* **Passage for review**
Step 11: Visualize labels on the tissue image

For spatial visualization, use Squidpy.

sq.pl.spatial_scatter(
    adata_vis,
    color="pred_cell_type_soft",
    img=True,
    size=1.3,
)

Plot confidence to identify uncertain regions:

sq.pl.spatial_scatter(
    adata_vis,
    color="pred_confidence",
    cmap="viridis",
    img=True,
    size=1.3,
)

You can also inspect selected cell-type scores directly on tissue. Replace the names below with labels from your own reference.

example_celltypes = [c for c in ["ASTROCYTE", "OLIGODENDROCYTE", "EXCITATORY_NEURON"] if c in adata_vis.obs.columns]

if example_celltypes:
    sq.pl.spatial_scatter(
        adata_vis,
        color=example_celltypes,
        cmap="magma",
        img=True,
        size=1.3,
        ncols=2,
    )

Step 12: Compare mapped labels with marker genes

A good sanity check is to compare transferred labels with known marker genes. Replace the genes with markers appropriate for your tissue.

marker_genes = [g for g in ["GFAP", "MOBP", "SLC17A7", "GAD1"] if g in adata_vis.var_names]

if marker_genes:
    sq.pl.spatial_scatter(
        adata_vis,
        color=marker_genes,
        img=True,
        size=1.3,
        cmap="inferno",
        ncols=2,
    )

If predicted astrocyte-rich regions also show high GFAP, or inhibitory regions align with GAD1, your mapping is much easier to trust.

Step 13: Save the integrated result

Always save the mapped object so you can reuse it downstream.

adata_vis.write_h5ad(OUT_PATH)
print(f"Saved: {OUT_PATH}")

Practical notes

What this workflow does well

This recipe is a good choice when you want to:

transfer a known cell-type annotation from scRNA-seq to Visium
quickly inspect where reference-defined cell states occur
build a lightweight and reproducible baseline before moving to heavier models

What this workflow does not do

This is not a full probabilistic deconvolution workflow. A Visium spot can contain multiple cell types, and ingest mainly gives you a reference-based projection plus a dominant label. The added kNN scores help, but they are still a heuristic.

* **Input data**
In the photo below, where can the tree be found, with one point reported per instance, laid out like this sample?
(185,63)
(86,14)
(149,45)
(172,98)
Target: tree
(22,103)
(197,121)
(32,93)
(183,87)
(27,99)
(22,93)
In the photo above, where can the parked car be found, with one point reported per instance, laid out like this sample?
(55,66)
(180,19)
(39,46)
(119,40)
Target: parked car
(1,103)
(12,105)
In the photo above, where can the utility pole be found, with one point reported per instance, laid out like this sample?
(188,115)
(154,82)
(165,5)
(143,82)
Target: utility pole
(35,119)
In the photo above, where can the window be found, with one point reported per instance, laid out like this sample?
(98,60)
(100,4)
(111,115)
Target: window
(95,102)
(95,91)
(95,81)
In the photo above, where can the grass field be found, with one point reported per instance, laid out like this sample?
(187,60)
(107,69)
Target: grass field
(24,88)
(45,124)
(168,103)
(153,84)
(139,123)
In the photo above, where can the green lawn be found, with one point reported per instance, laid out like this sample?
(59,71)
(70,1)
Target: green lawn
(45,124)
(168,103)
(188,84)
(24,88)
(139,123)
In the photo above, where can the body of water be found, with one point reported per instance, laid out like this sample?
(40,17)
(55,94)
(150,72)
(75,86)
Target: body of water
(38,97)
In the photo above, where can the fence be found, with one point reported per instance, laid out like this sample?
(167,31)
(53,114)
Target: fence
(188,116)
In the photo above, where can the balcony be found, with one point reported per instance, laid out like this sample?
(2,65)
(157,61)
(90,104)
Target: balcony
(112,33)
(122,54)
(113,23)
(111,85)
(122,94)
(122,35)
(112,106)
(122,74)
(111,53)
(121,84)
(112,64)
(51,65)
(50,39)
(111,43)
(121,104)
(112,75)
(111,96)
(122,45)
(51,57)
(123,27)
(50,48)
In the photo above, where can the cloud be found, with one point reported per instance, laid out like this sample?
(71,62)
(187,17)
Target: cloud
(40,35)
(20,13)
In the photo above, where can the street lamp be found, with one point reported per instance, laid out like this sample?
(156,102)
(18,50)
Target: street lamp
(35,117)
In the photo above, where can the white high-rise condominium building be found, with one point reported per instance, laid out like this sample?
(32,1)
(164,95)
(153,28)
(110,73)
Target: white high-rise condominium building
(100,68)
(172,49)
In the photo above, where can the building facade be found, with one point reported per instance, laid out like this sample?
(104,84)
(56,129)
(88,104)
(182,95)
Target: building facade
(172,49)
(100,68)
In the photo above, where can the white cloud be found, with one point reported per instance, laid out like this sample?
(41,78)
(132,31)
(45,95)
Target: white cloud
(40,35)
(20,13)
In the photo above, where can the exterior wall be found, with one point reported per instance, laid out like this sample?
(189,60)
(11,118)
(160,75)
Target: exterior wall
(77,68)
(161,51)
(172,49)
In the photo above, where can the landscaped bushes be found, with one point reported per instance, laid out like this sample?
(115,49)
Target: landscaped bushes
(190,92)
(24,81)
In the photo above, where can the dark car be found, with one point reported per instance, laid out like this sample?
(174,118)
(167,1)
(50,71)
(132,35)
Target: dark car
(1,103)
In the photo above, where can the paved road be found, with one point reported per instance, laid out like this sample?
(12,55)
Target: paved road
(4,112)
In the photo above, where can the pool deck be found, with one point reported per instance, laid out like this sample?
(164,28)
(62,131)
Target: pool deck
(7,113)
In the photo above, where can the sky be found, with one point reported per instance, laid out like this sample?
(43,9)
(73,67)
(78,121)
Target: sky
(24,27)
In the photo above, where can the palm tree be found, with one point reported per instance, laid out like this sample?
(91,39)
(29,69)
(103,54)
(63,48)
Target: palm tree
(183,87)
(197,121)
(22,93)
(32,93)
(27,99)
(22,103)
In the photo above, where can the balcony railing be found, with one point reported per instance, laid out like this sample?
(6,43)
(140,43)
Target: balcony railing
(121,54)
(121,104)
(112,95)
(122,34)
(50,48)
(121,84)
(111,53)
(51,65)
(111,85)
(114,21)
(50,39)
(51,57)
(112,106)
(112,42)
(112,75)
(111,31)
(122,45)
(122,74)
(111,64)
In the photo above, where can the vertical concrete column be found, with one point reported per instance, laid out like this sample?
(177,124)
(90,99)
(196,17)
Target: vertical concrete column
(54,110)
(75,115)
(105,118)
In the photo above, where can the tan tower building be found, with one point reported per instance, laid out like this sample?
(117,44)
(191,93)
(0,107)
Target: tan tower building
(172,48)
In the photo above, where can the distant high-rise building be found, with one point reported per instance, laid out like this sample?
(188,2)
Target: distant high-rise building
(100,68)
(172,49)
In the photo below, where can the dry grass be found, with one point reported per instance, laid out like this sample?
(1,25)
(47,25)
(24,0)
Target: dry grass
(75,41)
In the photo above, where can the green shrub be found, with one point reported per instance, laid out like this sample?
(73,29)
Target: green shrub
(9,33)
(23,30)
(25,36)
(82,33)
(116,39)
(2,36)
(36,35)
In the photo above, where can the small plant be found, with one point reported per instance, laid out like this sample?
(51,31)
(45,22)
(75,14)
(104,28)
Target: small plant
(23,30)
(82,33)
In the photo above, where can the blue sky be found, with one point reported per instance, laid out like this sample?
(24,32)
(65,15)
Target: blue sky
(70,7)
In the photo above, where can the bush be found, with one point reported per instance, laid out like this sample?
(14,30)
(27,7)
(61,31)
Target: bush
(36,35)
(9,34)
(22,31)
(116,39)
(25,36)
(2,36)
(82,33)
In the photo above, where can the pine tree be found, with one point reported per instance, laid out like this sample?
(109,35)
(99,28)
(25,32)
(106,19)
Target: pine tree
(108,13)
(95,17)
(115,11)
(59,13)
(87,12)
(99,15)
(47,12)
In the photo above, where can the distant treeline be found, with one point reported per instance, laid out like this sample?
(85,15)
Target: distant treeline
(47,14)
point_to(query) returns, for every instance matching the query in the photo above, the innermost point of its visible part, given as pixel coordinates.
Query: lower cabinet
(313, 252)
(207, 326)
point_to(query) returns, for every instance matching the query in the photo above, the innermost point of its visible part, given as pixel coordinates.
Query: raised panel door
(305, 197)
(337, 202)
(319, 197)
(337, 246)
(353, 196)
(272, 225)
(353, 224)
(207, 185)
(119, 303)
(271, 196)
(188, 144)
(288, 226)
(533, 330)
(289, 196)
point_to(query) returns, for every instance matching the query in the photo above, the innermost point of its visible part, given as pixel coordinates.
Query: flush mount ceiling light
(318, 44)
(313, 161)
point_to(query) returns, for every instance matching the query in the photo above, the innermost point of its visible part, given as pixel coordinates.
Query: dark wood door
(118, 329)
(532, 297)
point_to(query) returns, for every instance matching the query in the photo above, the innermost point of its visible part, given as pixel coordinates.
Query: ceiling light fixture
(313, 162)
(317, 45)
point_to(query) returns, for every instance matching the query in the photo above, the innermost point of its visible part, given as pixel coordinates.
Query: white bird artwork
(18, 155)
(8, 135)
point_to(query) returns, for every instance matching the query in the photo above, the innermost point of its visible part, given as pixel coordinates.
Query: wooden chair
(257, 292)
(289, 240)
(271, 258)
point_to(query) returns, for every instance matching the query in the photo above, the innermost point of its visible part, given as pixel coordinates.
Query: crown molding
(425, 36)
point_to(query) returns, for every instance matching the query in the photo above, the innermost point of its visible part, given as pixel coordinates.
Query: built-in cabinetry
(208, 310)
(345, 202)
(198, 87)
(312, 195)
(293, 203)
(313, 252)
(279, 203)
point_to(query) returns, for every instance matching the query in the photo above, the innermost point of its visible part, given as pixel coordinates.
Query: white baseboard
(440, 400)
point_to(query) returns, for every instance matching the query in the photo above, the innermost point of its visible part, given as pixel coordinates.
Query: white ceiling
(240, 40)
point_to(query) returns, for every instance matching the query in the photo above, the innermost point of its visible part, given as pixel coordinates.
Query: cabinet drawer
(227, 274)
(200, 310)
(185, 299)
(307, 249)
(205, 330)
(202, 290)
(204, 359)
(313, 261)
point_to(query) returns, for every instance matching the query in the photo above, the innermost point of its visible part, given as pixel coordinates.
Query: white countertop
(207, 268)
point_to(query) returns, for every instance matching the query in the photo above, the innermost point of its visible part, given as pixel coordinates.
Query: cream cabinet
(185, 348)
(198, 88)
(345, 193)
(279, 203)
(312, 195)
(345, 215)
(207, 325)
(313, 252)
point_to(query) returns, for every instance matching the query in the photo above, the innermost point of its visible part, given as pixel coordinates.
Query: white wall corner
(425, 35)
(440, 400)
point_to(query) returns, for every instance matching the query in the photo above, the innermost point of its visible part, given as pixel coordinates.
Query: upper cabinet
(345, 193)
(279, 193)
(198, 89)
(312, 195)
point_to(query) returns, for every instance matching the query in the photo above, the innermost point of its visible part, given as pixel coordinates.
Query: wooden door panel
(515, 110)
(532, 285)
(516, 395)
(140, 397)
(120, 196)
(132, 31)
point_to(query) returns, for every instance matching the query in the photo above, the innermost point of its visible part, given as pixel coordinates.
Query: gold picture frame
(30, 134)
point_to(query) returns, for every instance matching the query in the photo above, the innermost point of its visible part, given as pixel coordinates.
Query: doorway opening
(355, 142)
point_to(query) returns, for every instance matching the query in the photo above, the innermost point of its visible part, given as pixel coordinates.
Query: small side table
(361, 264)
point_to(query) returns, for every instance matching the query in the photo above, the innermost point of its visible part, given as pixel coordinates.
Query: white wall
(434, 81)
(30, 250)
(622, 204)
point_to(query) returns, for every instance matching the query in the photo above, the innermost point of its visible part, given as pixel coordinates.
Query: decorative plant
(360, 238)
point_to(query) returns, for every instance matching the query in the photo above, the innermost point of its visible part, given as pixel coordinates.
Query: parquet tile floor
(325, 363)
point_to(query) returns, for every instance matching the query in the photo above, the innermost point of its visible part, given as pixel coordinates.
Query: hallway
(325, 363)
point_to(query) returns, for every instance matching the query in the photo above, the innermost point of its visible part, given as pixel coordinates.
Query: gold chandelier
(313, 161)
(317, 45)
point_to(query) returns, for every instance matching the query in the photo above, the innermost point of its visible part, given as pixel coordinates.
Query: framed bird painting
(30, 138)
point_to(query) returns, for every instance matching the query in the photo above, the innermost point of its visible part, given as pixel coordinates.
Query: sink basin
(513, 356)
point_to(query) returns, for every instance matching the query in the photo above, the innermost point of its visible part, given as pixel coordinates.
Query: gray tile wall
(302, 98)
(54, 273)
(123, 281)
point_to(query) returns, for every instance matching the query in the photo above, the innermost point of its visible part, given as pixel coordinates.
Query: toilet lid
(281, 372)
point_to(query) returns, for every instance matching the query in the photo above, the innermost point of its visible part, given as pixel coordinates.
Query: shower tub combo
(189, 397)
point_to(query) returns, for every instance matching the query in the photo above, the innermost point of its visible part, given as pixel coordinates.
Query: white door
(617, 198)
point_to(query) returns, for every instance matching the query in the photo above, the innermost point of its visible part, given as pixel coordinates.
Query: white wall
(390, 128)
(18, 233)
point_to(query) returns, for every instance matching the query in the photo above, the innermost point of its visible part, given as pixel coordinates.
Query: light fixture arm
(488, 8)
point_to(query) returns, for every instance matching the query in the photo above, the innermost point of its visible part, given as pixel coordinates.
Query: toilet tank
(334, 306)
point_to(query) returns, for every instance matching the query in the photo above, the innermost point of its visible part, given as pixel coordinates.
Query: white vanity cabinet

* **Work instruction**
In the tutorial, which colormap is used to plot prediction confidence on the tissue image? Base your answer only on the tutorial text.

* **Solved problem**
Viridis.